• _Directions_
1. In the poetry interview, which answer does JFM call the very boring one that every artist gives?
2. List the three kinds of things that JFM, in the poetry interview, wants to reframe and show both honestly and compassionately.
3. Carry on the poetry interview from its last sentence.

• _Selected passage_
════════

TT: What do you wish for your readers to feel or see through your poems?

JFM: Oh, gosh! The instinctual answer is, of course, that I never want to dictate anyone else’s experience. But of course that’s the very boring answer that every artist gives.

I would hope that through reading my work, someone would feel a little bit of understanding, a little bit of acknowledgment, of familiarity. To reframe things which are ugly, or brutish or cruel, and show them both honestly but also compassionately, would be something that is a goal of mine as a writer. To be both an accurate chronicler of the world without being a heartless one. I would hope that the book in general appropriately acknowledges the speakers, and by extension my participation in many of the things which are not good that happen within the worlds of the poems, and then by extension, that my reader would also feel included and implicated, and also acknowledged through that.

════════

Stored records
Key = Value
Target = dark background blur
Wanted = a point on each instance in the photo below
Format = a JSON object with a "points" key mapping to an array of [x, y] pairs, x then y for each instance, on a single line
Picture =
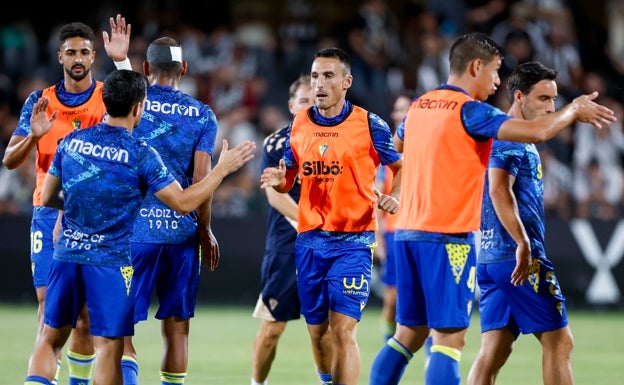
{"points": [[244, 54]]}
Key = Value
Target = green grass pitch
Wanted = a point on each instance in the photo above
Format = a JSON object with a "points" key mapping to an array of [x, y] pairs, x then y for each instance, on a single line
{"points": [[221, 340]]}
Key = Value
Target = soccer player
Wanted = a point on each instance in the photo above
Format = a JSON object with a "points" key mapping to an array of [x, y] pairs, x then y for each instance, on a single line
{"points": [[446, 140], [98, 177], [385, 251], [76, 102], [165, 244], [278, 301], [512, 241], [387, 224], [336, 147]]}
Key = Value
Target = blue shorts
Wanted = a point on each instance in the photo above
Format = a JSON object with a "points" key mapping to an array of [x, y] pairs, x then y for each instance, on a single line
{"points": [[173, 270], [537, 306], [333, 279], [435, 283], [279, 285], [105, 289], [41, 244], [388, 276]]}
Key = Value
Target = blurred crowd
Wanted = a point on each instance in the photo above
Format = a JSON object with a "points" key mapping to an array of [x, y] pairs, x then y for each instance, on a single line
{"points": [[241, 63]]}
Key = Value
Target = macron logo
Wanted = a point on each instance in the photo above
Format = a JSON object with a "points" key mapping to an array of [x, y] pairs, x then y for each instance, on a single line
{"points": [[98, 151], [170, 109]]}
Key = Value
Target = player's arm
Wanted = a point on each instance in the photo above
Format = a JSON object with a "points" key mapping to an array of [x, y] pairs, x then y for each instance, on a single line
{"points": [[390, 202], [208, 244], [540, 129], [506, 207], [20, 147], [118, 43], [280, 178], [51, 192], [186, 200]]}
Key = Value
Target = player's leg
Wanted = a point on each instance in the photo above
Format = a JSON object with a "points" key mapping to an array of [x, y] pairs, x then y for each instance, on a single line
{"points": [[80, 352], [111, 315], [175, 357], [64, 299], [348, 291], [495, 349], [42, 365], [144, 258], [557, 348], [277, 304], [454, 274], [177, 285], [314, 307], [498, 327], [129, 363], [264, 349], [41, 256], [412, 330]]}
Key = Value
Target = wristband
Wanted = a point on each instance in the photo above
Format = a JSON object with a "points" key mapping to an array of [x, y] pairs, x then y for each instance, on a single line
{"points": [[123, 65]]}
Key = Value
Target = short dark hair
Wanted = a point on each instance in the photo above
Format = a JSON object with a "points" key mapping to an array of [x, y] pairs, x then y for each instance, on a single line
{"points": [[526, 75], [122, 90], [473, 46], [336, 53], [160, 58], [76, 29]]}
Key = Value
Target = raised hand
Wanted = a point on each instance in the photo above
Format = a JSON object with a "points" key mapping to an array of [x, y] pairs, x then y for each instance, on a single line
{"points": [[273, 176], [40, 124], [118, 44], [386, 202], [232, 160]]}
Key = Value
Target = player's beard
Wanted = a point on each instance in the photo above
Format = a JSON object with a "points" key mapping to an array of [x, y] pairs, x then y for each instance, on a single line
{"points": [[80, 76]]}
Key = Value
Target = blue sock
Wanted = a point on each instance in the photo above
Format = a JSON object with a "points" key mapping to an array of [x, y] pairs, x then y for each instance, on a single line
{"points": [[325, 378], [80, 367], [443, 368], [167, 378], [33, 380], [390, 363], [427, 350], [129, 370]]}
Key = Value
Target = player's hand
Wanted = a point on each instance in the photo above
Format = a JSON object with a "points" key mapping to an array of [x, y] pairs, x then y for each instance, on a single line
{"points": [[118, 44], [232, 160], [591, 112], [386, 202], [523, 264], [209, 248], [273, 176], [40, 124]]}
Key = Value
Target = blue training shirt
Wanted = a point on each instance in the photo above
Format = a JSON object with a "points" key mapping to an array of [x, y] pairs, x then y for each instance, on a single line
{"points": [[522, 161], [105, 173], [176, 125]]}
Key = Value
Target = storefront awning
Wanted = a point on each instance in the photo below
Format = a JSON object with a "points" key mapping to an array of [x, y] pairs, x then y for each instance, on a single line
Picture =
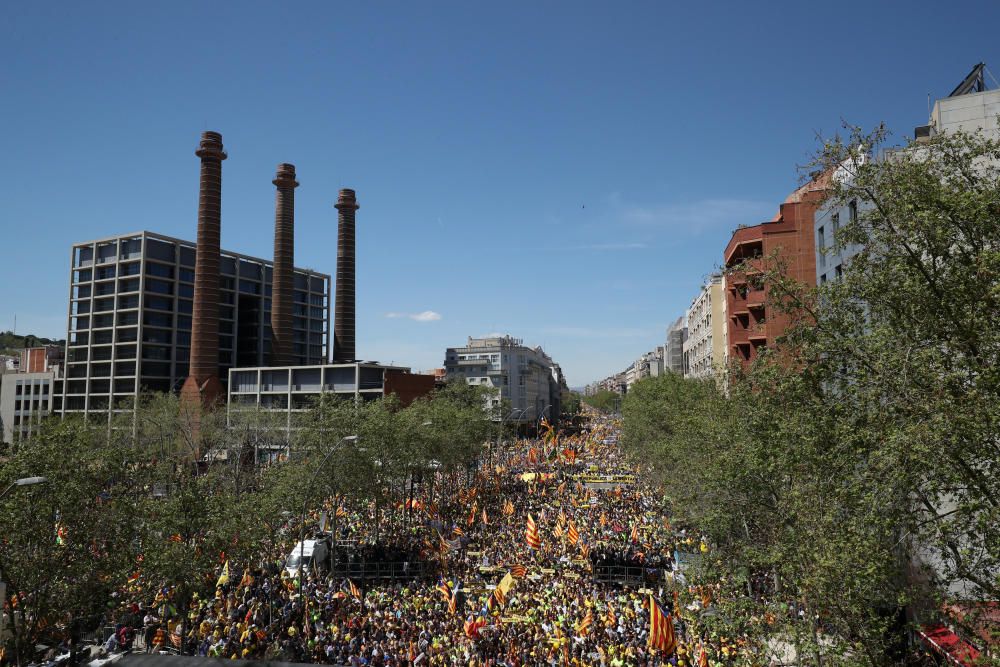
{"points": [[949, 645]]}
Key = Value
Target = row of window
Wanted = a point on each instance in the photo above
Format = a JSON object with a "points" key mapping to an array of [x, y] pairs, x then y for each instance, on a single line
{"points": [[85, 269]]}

════════

• _Results for the exercise_
1. That JFM never wants to dictate anyone else's experience.

2. Things which are ugly, brutish, or cruel.

3.
TT: I felt first, your bar poems are definitely super funny. Second, I definitely felt acknowledged and implicated. I felt the poet’s voice come through.

Do you have any closing thoughts that you want to share?

JFM: I am always surprised at how present history feels. I recently heard in a podcast that Robert E. Lee’s father was a veteran of the Revolutionary War. Only one generation had passed from the American Revolution to the Civil War. We tend to think of these events as so far apart and in some ways disconnected, and yet history is a completely unbroken chain.

In researching this book and thinking about a lot of the events in the book, I had been shocked to learn how close some of them were. I was talking to my mother, who had emigrated to America. She had come over in 1960 on a boat from Japan and stopped over in Hawaii for refueling, as many Japanese immigrants did. I was talking to her about it, and then unrelatedly, I was looking up some history, and I realized, my mother stopped over in Hawai’i a year after it had become a U.S. state. I had grown up in a world that had always had fifty States, and yet that has not been true in the lifetime of people who I know, in the lifetime of people who are still alive today.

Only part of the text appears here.